MATERIAL PROVIDED:
# # #
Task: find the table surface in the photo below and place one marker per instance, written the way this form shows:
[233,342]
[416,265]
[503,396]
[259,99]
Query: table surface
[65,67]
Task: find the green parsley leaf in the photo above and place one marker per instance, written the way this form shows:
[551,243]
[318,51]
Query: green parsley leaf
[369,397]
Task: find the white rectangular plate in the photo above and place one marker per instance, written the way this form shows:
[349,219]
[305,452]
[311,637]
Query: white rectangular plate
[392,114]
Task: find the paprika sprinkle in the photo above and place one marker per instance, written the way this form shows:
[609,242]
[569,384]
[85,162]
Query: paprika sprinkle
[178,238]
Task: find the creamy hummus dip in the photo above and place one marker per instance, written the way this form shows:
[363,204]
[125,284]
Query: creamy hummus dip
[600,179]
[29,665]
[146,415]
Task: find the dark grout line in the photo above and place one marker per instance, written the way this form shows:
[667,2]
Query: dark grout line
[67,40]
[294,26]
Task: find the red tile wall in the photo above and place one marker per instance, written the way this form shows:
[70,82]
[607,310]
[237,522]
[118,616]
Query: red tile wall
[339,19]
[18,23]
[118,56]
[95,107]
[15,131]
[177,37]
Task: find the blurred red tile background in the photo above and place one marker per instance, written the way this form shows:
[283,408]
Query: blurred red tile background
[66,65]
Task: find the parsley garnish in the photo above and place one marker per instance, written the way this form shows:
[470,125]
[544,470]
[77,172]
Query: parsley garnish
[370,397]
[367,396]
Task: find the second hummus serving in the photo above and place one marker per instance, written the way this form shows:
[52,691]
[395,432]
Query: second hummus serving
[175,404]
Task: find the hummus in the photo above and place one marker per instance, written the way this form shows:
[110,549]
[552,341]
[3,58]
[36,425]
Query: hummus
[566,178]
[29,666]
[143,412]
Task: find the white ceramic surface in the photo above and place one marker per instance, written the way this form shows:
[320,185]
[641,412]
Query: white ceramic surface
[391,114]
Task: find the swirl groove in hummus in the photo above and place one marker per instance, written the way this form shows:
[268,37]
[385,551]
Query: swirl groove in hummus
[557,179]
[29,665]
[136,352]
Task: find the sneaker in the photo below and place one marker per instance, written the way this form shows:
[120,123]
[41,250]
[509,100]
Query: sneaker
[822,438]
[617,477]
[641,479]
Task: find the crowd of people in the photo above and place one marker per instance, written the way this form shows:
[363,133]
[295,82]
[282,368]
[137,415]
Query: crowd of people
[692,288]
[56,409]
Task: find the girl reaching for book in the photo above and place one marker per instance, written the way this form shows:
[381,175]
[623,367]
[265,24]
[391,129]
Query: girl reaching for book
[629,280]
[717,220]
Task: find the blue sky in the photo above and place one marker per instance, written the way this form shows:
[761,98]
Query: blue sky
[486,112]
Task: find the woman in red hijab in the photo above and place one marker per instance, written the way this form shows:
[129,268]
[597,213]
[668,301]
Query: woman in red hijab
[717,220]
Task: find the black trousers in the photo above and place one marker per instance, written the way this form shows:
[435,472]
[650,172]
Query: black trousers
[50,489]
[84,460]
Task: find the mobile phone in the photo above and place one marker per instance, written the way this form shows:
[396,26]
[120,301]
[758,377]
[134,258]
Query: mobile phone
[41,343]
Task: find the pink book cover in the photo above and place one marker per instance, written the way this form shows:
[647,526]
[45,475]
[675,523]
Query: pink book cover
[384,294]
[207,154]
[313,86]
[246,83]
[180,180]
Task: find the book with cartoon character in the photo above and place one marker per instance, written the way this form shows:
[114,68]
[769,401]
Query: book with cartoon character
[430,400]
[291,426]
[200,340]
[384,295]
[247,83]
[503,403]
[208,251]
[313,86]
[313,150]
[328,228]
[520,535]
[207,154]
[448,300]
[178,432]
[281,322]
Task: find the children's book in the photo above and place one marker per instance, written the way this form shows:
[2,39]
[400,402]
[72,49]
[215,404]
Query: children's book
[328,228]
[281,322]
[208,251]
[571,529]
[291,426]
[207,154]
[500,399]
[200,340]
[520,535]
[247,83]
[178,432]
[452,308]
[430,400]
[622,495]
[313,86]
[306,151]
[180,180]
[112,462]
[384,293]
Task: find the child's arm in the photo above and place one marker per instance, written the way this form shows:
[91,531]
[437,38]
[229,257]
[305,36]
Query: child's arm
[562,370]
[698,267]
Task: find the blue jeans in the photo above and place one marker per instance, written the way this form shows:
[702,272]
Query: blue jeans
# # #
REQUIREMENT: Put all the entries above into a numbered list, one line per number, with blank lines left out.

FULL ANSWER:
1. Task: find the table surface in the photo below and place one marker per instance, written the way this form shows:
2. [233,342]
3. [416,265]
4. [503,396]
5. [259,99]
6. Query: table surface
7. [65,67]
8. Task: find the green parsley leaf in the photo above and place one marker per instance, written the way this form shows:
9. [551,243]
10. [318,51]
11. Query: green parsley leaf
12. [369,397]
13. Task: find the white rectangular plate in the photo above and place one marker per instance, written the way this form shows:
14. [349,219]
15. [305,452]
16. [311,637]
17. Query: white rectangular plate
18. [392,114]
19. Task: find the paprika sprinkle in the photo above and place one marker per instance, written the way this form shows:
20. [609,242]
21. [569,384]
22. [85,162]
23. Query: paprika sprinkle
24. [178,238]
25. Task: find the creamy hummus dip in the photo above and place one marker per instance, written the way this form shows:
26. [363,204]
27. [125,284]
28. Query: creamy hummus dip
29. [600,179]
30. [29,665]
31. [146,415]
32. Task: find the dark grout line in the photo above and place one marker per instance, written the way this form shows:
33. [667,2]
34. Query: dark grout line
35. [67,40]
36. [294,26]
37. Task: find the red tile wall in the photo above and place one marker per instance, written the way this form shows:
38. [70,82]
39. [607,310]
40. [237,522]
41. [118,616]
42. Query: red tile wall
43. [339,19]
44. [18,23]
45. [118,56]
46. [95,107]
47. [15,131]
48. [177,37]
49. Task: find the blurred red tile background in the photo above and place one marker per instance, written the way this form shows:
50. [283,408]
51. Query: blurred red tile background
52. [66,65]
53. Task: find the parsley garnish in the photo above and place one marker per instance, written the way this form shows:
54. [470,125]
55. [544,470]
56. [77,172]
57. Query: parsley garnish
58. [370,397]
59. [367,396]
60. Task: find the second hummus serving in the photo above and place one marker per instance, written the way this form shows:
61. [52,691]
62. [395,432]
63. Query: second hummus serving
64. [175,404]
65. Task: find the hummus in the photo above and place one marker per instance, written the way this form shows:
66. [110,549]
67. [552,341]
68. [3,58]
69. [36,425]
70. Query: hummus
71. [566,178]
72. [29,666]
73. [143,412]
74. Task: find the white ceramic surface in the photo above and place one marker per instance, written the way this form shows:
75. [320,185]
76. [641,412]
77. Query: white ceramic surface
78. [391,114]
79. Task: find the swirl groove in hummus in the photo above and place one marker per instance, written the way this form shows:
80. [268,37]
81. [385,551]
82. Query: swirl groove in hummus
83. [557,179]
84. [29,665]
85. [136,352]
86. Task: find the sneaker in the photo below and place one marker per instance, written the way this form shows:
87. [120,123]
88. [41,250]
89. [509,100]
90. Query: sneaker
91. [822,438]
92. [617,477]
93. [641,479]
94. Task: find the crowd of people in the photo above and place one marker per instance, written the way this form shows:
95. [363,133]
96. [295,82]
97. [282,368]
98. [137,415]
99. Query: crowd of people
100. [692,288]
101. [56,409]
102. Task: find the girl reaching for book in the photo above and place one marker per instance, written the way this form shows:
103. [381,175]
104. [623,367]
105. [265,24]
106. [391,129]
107. Query: girl reaching for book
108. [629,280]
109. [717,220]
110. Task: find the blue sky in the photo above and place one marker per instance, written the way this form shows:
111. [761,98]
112. Query: blue sky
113. [486,112]
114. Task: find the woman in red hijab in the photo above and place one marker per instance, written the way this form shows:
115. [129,268]
116. [597,213]
117. [668,301]
118. Query: woman in red hijab
119. [717,220]
120. Task: find the black trousers in the photo above and place one marker per instance, written the way this form shows:
121. [435,472]
122. [650,172]
123. Query: black trousers
124. [50,489]
125. [84,460]
126. Task: find the mobile phone in the photo above and place one marker per instance, written the way this form shows:
127. [396,26]
128. [120,301]
129. [758,377]
130. [134,258]
131. Query: mobile phone
132. [41,343]
133. Task: find the pink book cover in the photo above and place one marker per instance, written the way this form shows:
134. [647,526]
135. [45,475]
136. [675,523]
137. Query: pink book cover
138. [384,294]
139. [207,154]
140. [313,86]
141. [246,83]
142. [180,180]
143. Task: find the book with cartoon character in the photo above and place one marker per instance, written the way this form shows:
144. [114,68]
145. [769,401]
146. Query: book with cartoon character
147. [430,400]
148. [291,426]
149. [200,340]
150. [384,295]
151. [247,83]
152. [503,403]
153. [208,251]
154. [313,86]
155. [313,150]
156. [328,228]
157. [520,535]
158. [207,154]
159. [448,300]
160. [178,432]
161. [281,322]
162. Task: find the children's book in the photo above and place one marker per instance, written the way this form shows:
163. [2,39]
164. [400,402]
165. [72,49]
166. [215,404]
167. Query: children's book
168. [328,228]
169. [281,322]
170. [208,251]
171. [571,529]
172. [291,426]
173. [207,154]
174. [500,399]
175. [200,340]
176. [520,535]
177. [247,83]
178. [178,432]
179. [452,308]
180. [430,400]
181. [622,495]
182. [313,86]
183. [306,151]
184. [180,180]
185. [112,462]
186. [384,293]
187. Task: find the child's arm in the photo above and place one marker per instance, written the way this form shows:
188. [91,531]
189. [437,38]
190. [229,257]
191. [305,36]
192. Query: child's arm
193. [562,370]
194. [698,267]
195. Task: find the blue jeans in the photo above and place one marker per instance, written the way this form shows:
196. [702,272]
197. Query: blue jeans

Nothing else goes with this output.